● Your task
Quote all entries exactly, leaving pictures aside.

● Provided material
=-=-=-=-=

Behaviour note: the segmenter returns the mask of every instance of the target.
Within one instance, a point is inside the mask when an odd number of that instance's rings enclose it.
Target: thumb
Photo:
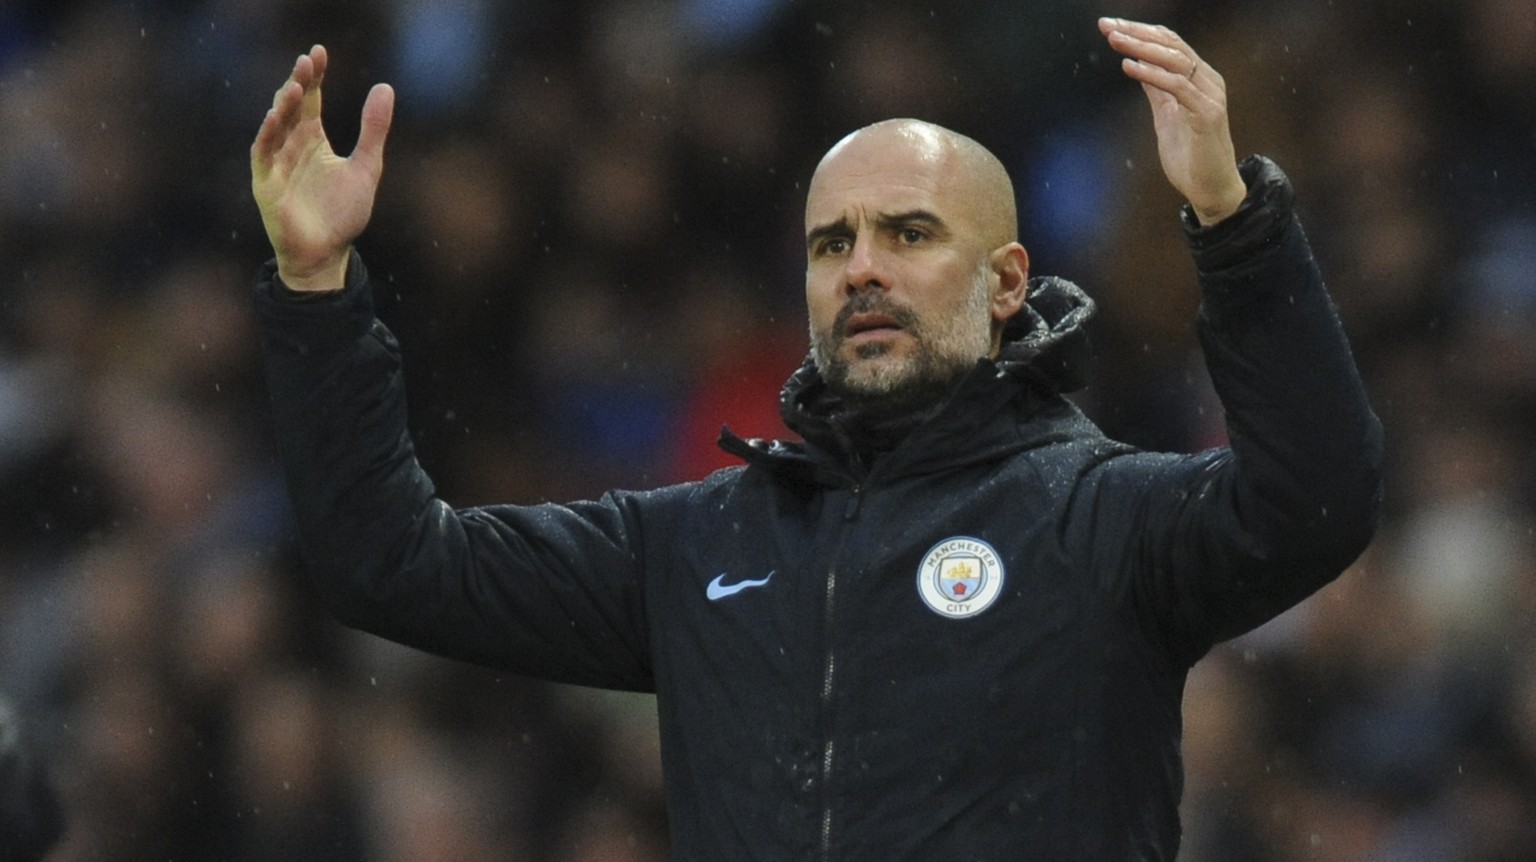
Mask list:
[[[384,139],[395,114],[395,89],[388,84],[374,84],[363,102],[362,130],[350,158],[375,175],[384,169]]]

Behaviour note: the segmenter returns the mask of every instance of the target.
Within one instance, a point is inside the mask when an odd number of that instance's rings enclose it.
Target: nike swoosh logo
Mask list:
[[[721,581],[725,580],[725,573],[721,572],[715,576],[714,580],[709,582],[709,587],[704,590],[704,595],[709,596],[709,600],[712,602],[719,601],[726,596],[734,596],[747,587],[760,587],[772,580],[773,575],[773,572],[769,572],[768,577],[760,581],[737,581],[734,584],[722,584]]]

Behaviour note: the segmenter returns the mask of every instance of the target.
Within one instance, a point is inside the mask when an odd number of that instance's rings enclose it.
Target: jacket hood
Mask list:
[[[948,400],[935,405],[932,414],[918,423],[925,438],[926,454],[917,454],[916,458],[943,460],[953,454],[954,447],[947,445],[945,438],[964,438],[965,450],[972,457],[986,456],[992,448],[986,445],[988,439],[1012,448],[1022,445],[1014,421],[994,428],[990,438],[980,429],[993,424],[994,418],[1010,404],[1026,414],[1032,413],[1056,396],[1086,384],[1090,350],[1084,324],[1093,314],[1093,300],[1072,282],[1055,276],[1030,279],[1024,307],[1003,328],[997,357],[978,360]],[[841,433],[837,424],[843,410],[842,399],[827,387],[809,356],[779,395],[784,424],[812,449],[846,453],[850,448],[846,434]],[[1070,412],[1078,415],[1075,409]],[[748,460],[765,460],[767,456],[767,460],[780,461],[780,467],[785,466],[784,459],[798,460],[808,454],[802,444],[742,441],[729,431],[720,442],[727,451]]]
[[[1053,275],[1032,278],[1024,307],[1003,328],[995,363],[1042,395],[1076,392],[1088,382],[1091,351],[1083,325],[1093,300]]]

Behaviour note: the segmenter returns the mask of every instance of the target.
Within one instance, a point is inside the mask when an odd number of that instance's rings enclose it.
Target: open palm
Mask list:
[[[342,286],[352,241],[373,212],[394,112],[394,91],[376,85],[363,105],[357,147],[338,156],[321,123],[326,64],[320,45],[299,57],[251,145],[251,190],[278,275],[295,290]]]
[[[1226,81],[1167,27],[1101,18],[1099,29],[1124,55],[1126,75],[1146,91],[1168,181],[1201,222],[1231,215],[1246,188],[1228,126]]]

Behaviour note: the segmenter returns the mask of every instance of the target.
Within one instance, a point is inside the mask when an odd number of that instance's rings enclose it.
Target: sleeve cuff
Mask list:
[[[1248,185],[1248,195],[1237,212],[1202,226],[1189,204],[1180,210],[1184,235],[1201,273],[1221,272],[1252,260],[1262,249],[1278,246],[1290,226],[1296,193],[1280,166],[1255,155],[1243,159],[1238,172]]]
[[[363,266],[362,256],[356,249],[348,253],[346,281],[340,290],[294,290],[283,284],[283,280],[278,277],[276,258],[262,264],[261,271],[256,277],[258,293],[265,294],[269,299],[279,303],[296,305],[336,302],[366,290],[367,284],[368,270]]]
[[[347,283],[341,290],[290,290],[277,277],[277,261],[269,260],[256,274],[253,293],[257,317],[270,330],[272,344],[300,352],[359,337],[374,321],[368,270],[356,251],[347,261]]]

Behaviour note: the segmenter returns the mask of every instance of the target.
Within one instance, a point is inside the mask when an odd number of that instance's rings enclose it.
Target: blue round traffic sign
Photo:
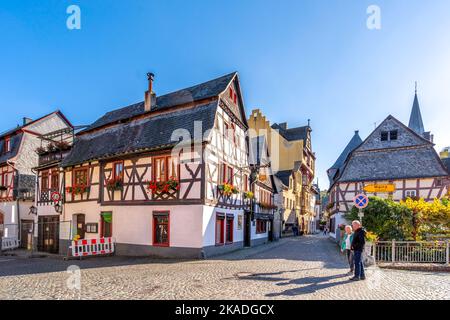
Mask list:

=-=-=-=-=

● Your response
Behaviour note: the segmenter returns the mask of every instance of the target.
Within one instance, a point is inside the mask when an odd number of that instance's rings enclose it.
Target: thumb
Photo:
Mask list:
[[[384,139],[395,114],[395,89],[388,84],[374,84],[363,102],[362,130],[350,158],[375,175],[384,169]]]

Behaviour note: the segmenter returns the mask of every instance of the target.
Within one instance, a point is inside the mask when an odd number of that instance's rings enclose it.
Target: nike swoosh logo
Mask list:
[[[721,581],[725,580],[725,573],[721,572],[715,576],[714,580],[709,582],[709,587],[704,590],[704,595],[709,596],[709,600],[712,602],[719,601],[726,596],[734,596],[747,587],[760,587],[772,580],[773,575],[773,572],[769,572],[768,577],[760,581],[737,581],[734,584],[722,584]]]

Behaviour note: the segmenter returns the mask of every instance of the target.
Within one instance, a point is inside the mask when an odd number of that instance's rings enclose it.
Target: jacket hood
Mask list:
[[[948,400],[935,405],[932,414],[918,423],[925,438],[926,454],[917,454],[916,458],[943,460],[953,454],[954,447],[947,445],[945,438],[964,438],[965,450],[972,457],[986,456],[992,448],[986,445],[988,439],[1012,448],[1022,445],[1014,421],[994,428],[990,438],[980,429],[993,424],[994,418],[1010,404],[1026,414],[1032,413],[1056,396],[1086,384],[1090,350],[1084,324],[1093,314],[1093,300],[1072,282],[1055,276],[1030,279],[1024,307],[1003,328],[997,357],[978,360]],[[841,433],[837,424],[843,410],[842,399],[827,387],[809,356],[779,395],[784,424],[812,449],[846,453],[850,448],[846,434]],[[1070,412],[1078,415],[1075,409]],[[748,460],[765,460],[767,456],[767,460],[780,461],[780,467],[785,466],[784,459],[798,460],[808,454],[802,444],[742,441],[729,431],[720,442],[727,451]]]
[[[1053,275],[1032,278],[1024,307],[1003,328],[995,363],[1042,395],[1076,392],[1088,382],[1091,351],[1083,325],[1093,300]]]

Behaviour note: the segmenter returns the mask of every instance of the target.
Within one instance, a point is inside the mask when an odd number of that instance's rings enclose it.
Target: open palm
Mask list:
[[[342,286],[352,241],[373,212],[394,112],[394,91],[376,85],[363,105],[357,147],[338,156],[321,123],[326,64],[320,45],[299,57],[251,145],[251,190],[278,275],[295,290]]]
[[[1226,81],[1167,27],[1101,18],[1099,29],[1124,55],[1126,75],[1146,91],[1168,181],[1201,222],[1231,215],[1246,188],[1228,126]]]

Behaviour note: the segmenter returns the mask of every instance of the target.
Within one instance, a point is inside the mask when an odd number of that instance's rings enclose it.
Target: sleeve cuff
Mask list:
[[[1248,185],[1248,195],[1237,212],[1202,226],[1189,204],[1180,210],[1184,235],[1201,273],[1221,272],[1252,260],[1262,249],[1278,246],[1290,226],[1296,193],[1280,166],[1255,155],[1243,159],[1238,172]]]
[[[363,266],[362,256],[356,249],[348,253],[346,281],[340,290],[294,290],[283,284],[283,280],[278,277],[276,258],[262,264],[261,271],[256,277],[258,293],[265,294],[269,299],[279,303],[296,305],[336,302],[366,290],[367,284],[368,270]]]
[[[347,283],[341,290],[290,290],[277,277],[277,261],[269,260],[256,274],[253,293],[257,317],[270,330],[272,344],[300,352],[359,337],[374,321],[368,270],[356,251],[347,261]]]

Behaviour note: the segmenter returns the mask of every instance of the target.
Within one instance, a point is inside the mask when an odd number of that instance's rings enclose it.
Target: blue round traffic sign
Photo:
Mask list:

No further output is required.